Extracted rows
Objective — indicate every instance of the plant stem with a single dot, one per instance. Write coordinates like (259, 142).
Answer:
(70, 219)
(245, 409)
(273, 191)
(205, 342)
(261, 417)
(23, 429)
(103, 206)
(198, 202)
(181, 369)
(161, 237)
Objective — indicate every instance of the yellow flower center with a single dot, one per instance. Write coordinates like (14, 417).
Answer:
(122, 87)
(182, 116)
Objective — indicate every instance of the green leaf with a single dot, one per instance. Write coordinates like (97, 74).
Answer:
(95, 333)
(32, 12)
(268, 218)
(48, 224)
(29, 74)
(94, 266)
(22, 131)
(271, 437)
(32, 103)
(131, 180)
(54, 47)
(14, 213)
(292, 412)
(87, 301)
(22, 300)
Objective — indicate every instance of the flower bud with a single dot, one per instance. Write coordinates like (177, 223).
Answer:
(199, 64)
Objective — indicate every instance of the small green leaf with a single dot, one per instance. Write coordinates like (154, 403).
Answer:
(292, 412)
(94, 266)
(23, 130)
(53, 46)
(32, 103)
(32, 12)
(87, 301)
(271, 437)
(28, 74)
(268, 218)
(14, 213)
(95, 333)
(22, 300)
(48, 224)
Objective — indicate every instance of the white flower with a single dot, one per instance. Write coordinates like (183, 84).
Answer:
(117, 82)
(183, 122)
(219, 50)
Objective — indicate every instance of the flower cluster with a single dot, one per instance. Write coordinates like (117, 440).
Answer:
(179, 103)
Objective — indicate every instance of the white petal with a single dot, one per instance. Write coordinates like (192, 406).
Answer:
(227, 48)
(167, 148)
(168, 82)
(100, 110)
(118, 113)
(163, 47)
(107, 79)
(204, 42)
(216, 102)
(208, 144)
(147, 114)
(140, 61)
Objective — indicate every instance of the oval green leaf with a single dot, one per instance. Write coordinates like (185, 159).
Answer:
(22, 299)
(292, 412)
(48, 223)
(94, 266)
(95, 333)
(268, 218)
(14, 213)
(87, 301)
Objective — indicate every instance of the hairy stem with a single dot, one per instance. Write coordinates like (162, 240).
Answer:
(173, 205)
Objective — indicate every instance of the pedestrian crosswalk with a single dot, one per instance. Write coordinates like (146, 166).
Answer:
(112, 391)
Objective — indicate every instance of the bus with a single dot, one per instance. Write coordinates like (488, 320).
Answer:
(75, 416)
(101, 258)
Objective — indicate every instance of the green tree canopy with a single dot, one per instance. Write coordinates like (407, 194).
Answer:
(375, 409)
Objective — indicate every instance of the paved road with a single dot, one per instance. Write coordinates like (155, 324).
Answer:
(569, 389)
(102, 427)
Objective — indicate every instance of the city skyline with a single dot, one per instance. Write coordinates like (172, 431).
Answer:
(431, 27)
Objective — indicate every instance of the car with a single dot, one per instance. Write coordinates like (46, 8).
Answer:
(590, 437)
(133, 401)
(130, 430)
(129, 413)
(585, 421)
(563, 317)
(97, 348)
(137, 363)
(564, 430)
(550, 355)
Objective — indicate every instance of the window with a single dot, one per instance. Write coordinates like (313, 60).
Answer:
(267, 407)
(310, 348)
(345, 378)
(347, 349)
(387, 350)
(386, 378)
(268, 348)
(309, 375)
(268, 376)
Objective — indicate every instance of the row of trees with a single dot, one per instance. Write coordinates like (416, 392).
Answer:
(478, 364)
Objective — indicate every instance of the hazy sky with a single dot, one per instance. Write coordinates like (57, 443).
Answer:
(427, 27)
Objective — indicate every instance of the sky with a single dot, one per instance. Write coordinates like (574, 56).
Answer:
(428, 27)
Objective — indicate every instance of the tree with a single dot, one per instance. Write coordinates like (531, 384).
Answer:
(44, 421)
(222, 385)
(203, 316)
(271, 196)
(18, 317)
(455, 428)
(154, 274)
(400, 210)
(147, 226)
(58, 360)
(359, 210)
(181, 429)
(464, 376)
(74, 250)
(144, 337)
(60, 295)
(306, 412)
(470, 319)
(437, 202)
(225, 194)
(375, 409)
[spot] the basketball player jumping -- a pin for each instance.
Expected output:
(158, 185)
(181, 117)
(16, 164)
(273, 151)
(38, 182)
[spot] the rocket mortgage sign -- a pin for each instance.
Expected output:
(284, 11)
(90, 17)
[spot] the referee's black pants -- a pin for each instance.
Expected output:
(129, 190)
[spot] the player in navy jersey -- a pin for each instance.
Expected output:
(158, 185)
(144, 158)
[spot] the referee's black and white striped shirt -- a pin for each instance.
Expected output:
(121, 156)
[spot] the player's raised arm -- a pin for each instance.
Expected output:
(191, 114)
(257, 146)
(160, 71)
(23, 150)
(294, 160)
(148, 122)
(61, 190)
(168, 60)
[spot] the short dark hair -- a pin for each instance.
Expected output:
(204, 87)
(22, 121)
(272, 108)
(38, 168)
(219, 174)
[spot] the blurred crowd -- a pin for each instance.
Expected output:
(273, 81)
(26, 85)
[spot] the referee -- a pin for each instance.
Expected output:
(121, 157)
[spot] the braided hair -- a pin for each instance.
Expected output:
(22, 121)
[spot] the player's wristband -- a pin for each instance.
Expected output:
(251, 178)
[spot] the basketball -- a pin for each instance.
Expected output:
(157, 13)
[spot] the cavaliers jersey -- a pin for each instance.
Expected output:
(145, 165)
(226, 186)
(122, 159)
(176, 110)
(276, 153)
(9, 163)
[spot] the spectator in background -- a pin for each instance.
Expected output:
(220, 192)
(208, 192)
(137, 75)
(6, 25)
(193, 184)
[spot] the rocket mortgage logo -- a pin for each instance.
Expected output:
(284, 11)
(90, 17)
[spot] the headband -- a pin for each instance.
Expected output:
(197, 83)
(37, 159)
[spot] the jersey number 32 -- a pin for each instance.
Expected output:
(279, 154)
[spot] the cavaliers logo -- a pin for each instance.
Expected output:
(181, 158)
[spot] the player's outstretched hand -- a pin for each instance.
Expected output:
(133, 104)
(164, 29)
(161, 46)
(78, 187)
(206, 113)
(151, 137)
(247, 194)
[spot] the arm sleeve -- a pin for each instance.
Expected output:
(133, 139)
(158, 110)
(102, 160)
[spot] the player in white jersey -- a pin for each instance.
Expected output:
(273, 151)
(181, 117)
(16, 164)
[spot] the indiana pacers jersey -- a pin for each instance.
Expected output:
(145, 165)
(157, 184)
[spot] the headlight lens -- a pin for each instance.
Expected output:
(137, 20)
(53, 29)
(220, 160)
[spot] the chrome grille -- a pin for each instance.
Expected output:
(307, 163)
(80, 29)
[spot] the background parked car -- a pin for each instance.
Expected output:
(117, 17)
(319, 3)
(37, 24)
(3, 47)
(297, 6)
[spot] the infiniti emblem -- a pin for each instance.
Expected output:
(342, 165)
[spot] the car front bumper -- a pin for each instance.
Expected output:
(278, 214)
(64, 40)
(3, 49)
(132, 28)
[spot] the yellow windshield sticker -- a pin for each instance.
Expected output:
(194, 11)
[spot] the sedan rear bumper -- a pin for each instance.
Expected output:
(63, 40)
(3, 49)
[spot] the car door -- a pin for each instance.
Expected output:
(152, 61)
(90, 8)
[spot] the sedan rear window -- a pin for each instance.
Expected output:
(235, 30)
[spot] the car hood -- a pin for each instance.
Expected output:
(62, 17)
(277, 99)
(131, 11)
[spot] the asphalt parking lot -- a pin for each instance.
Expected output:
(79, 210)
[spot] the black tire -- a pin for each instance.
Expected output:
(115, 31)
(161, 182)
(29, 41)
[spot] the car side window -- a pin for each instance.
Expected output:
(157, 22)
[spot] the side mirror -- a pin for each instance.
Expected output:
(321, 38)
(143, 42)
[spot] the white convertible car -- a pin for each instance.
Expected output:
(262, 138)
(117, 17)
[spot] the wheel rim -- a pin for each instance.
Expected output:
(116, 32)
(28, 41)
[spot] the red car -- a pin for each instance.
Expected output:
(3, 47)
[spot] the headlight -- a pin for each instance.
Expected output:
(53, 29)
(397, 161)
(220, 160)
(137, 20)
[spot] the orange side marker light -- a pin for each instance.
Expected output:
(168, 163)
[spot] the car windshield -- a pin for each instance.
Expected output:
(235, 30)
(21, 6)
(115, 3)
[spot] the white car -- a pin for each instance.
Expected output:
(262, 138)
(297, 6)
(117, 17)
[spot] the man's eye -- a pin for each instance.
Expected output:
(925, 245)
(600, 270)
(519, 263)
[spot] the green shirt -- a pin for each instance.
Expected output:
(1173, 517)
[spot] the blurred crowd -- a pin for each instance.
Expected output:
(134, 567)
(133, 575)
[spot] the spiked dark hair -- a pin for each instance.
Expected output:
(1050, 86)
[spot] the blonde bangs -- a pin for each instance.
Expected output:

Stated task: Rewrite the rows from the line containing "[spot] the white convertible" through the last row, replacing "a pin for each instance" with "one dot per instance" and leaving everything else unchanged. Return only those lines.

Written reply:
[spot] the white convertible car -- one dot per instance.
Expected output:
(262, 138)
(117, 17)
[spot] the wheel rim -- one dot per instance.
Expected output:
(116, 32)
(28, 41)
[spot] the red car -- one dot per instance.
Expected output:
(3, 47)
[spot] the headlight -- one dot per instance.
Expected output:
(53, 29)
(397, 161)
(220, 160)
(137, 20)
[spot] the orange side marker light -- one dot per instance.
Expected output:
(168, 163)
[spot] the car windshield -- one dot per instance.
Expected output:
(235, 30)
(21, 6)
(115, 3)
[spot] the white car -- one dot per instance.
Expected output:
(262, 138)
(297, 6)
(117, 17)
[spot] the man's eye -- one dot per instance.
Expected output:
(925, 245)
(600, 270)
(519, 263)
[spot] the green shirt -- one dot per instance.
Expected output:
(1173, 517)
[spot] the blurred crowd -- one dot per instance.
Expected output:
(134, 567)
(133, 575)
[spot] the spiked dark hair -- one dot per instance.
Expected output:
(1050, 86)
[spot] the blonde bangs -- one dot per instance.
Expected output:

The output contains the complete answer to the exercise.